Merhaba, Bizler çalışma yorgunluğunu bir kenara bırakmış iki emekli kardeş olarak hayatımıza devam ediyoruz. Hayata merhaba dediğimiz günden bugüne kadar verdiğimiz mücadelede kah gülerek çoğu zamanda ağlayarak inişli çıkışlı bir yol izledik. Zamanın içinde yoğrulurken, ailemizden çok kayıplara ağlarken (anne, baba, ağabey, hayat arkadaşı) hayatın acımasız dişlilerine kendimizi kaptırmak üzereyken bile daima hayal kurarak, unutmayalım diye bir deftere yazarak ve bir gün gerçekleşecek umuduyla ileriye baktık. Bazen bir filmde izlediğimiz bir yeri, bazen de coğrafya derslerinde gördüğümüz yerleri görebilmeyi hayal ederek. Kendimizi bazen Çin Seddi’nde gezerken, bazen Mısır Piramitlerinin içinde gizemi ararken, bazen de bir uzay dizisinin içinde düşündük. Veee 50 yaşını aşmış (nüfus kağıtlarımızda öyle yazıyor) ama hala içindeki çocuğu kaybetmemiş, arkadaşlarımızın deyimiyle çılgın ikiliyiz. Çılgınlıklarımızı yazılarımızda göreceksiniz.
Biz yaşamımız boyunca hayallerimizi yazdık. Hayaller sizi hedefe götürür. Hayallerinizi ne olursa olsun yazın, hiç birinin gerçekleşmeyeceğini düşünmeyin. Hepsi günü ve sırası gelince gerçekleşiyor. Biz her hayalimizi gerçekleştirip eve döndüğümüzde ki sloganımız:
“Bunu da geçmişimizin derinliklerine gönderdik” der ve yeni hayalimiz için hedefi oluşturmaya başlarız. Sağlığımız elverdiği sürece de daha çok gezmeyi, yeni kültürlerle tanışmayı, hayal defterimizde yazdığımız yerlerin üzerini birer birer çizmeyi hedef haline getirdik.

------------------------------------------------------------

Görevleriniz »
a) Lütfen tanıtım yazısında iki kardeşin ailelerinden kaybettiği kişileri sıralayın.
b) Tanıtım yazısına göre kardeşler bir hayallerini gerçekleştirip eve döndüklerinde hangi sloganı söylüyor?

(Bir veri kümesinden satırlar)
------------------------------------------------------------

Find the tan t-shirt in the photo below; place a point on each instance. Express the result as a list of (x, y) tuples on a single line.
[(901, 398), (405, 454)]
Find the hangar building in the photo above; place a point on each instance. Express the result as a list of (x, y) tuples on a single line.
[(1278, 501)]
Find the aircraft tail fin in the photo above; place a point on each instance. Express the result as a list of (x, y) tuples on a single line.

------------------------------------------------------------

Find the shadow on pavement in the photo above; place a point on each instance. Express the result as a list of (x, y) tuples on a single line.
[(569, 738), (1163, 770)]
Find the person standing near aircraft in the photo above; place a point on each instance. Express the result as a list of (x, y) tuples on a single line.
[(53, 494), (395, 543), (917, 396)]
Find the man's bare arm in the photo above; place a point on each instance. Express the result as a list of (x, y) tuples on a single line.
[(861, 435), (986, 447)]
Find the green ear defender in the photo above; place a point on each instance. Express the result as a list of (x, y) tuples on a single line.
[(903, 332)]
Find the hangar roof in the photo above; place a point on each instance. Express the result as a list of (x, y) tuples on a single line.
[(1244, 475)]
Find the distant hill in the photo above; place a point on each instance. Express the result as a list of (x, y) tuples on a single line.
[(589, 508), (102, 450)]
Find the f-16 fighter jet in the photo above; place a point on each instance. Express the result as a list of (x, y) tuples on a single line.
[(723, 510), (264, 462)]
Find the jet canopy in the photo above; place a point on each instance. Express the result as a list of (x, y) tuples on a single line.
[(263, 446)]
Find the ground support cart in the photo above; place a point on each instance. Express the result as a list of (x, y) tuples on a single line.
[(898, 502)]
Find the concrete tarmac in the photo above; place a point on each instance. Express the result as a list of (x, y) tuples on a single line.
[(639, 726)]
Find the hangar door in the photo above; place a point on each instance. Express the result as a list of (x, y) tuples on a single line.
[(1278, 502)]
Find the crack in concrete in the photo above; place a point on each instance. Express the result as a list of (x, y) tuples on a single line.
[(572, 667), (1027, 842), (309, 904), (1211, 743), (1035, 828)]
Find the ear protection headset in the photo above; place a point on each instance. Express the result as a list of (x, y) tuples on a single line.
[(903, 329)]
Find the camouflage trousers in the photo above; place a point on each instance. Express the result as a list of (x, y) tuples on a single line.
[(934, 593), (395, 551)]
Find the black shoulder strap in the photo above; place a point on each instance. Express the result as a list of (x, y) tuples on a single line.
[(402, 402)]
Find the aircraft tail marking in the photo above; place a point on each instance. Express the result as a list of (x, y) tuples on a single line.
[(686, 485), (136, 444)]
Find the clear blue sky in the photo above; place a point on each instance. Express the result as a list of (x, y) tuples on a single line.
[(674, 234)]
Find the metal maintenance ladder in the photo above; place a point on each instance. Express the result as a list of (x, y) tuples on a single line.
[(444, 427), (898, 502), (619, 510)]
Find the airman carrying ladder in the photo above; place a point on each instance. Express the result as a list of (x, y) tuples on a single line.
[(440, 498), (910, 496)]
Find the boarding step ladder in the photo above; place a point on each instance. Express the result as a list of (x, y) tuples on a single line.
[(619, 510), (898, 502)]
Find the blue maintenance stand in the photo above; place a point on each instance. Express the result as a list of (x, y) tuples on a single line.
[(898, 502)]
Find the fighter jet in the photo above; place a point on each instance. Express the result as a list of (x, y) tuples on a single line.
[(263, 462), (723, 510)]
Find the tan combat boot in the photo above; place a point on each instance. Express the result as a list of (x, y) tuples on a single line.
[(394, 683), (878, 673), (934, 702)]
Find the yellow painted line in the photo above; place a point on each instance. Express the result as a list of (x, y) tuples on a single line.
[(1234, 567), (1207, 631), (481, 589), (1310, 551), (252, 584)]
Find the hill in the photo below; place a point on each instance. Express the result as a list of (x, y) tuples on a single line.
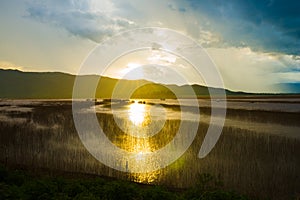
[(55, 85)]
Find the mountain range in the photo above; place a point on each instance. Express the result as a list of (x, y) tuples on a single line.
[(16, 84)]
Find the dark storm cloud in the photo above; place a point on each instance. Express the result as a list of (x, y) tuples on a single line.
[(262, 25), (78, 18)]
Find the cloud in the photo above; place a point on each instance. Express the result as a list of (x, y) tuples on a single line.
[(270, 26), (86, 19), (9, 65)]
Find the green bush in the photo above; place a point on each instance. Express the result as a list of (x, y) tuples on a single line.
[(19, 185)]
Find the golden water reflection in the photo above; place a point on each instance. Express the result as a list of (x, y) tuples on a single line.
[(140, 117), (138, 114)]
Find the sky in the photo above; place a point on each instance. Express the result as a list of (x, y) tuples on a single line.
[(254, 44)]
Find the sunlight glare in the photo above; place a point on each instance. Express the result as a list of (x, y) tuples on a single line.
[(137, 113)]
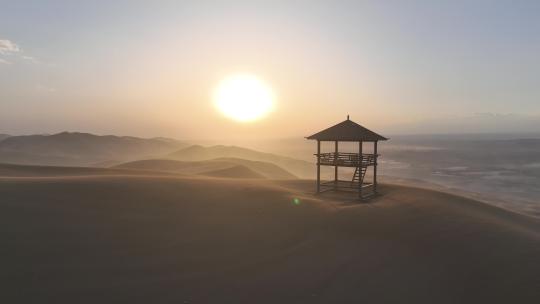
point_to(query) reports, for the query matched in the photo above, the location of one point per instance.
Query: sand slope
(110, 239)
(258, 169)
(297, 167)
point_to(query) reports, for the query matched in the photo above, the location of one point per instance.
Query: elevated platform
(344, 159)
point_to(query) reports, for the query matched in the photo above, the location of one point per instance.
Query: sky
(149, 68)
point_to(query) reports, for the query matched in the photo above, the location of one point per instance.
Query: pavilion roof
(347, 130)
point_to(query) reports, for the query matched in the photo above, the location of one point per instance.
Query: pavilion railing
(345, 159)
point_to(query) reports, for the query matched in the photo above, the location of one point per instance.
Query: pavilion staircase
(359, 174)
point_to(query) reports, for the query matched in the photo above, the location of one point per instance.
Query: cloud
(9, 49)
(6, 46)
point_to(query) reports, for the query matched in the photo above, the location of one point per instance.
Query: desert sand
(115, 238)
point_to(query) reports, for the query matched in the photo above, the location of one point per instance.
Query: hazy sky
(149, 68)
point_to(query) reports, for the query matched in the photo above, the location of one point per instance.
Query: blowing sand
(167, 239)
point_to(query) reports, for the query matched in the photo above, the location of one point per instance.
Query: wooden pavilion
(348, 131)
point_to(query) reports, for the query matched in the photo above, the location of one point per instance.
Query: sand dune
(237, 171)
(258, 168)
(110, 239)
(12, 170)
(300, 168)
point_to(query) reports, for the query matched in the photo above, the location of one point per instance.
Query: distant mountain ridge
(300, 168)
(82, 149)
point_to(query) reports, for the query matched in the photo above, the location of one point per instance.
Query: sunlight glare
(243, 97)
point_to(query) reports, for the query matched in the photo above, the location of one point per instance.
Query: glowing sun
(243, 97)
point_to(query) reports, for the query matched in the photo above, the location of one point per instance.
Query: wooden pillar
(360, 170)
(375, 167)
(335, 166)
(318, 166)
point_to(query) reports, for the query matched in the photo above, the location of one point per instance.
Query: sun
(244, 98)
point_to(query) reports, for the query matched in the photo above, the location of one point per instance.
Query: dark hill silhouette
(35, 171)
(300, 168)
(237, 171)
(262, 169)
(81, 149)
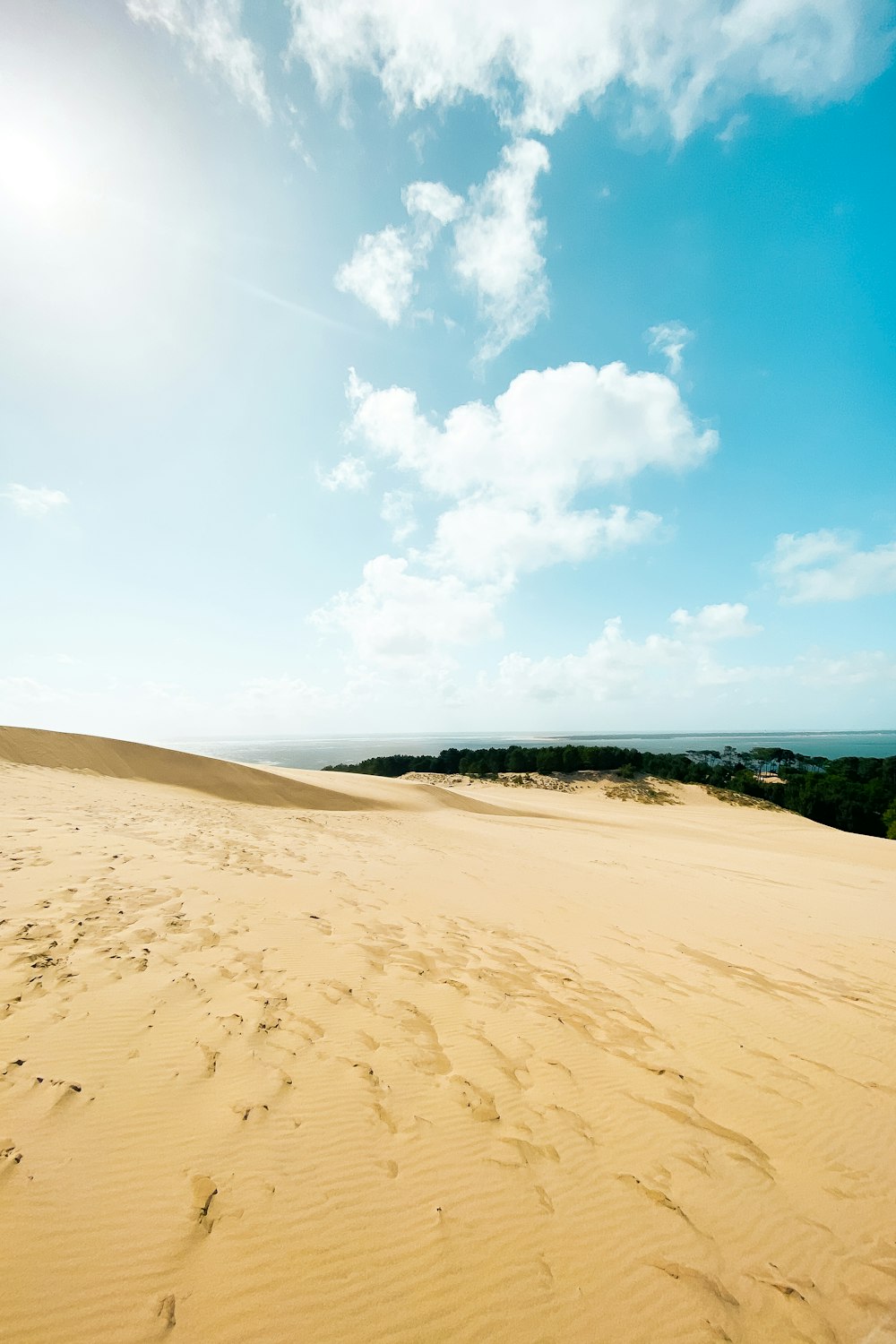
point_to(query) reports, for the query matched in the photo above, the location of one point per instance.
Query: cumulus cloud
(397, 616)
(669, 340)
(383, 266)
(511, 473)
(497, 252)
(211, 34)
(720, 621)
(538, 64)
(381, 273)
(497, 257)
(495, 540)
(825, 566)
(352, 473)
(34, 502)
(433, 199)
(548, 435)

------------------------------------------------------------

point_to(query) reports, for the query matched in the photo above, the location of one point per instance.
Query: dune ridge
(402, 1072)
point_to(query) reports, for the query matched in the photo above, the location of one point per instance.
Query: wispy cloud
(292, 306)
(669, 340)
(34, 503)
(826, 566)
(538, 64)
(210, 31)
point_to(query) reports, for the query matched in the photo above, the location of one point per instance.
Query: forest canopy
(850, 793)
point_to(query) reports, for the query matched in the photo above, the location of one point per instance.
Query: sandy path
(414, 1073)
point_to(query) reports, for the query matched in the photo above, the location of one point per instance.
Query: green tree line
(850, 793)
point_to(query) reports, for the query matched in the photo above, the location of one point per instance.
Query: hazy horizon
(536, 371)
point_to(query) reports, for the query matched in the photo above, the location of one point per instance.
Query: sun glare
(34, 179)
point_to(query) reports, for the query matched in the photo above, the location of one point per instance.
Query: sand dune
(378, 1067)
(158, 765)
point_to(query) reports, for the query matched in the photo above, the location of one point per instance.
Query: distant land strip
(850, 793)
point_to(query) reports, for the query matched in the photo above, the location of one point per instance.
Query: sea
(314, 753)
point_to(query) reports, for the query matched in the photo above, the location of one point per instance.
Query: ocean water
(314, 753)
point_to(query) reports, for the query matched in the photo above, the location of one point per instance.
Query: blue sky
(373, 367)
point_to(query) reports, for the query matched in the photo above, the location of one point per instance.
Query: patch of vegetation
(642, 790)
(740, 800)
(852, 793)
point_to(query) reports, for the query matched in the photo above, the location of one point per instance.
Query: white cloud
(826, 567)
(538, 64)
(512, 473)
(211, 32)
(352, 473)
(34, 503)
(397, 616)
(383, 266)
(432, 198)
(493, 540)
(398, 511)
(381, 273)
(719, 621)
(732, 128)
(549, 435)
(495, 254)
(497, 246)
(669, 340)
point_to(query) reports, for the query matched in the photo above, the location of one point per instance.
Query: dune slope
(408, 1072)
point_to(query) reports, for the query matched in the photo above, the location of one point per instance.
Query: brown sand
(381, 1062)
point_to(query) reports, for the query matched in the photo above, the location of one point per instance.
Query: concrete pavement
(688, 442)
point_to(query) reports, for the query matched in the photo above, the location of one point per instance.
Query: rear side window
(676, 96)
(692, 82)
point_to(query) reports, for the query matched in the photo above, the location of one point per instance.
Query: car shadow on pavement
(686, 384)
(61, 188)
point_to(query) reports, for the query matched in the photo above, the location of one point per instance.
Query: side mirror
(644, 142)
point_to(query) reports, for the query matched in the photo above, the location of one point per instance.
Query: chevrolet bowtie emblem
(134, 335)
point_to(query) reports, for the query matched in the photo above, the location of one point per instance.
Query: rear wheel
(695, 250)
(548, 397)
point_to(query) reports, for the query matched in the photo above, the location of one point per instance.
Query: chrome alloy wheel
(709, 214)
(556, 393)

------------------------------------------------------------

Görevlerin yanıtları »
a) anne, baba, ağabey, hayat arkadaşı

b) "Bunu da geçmişimizin derinliklerine gönderdik."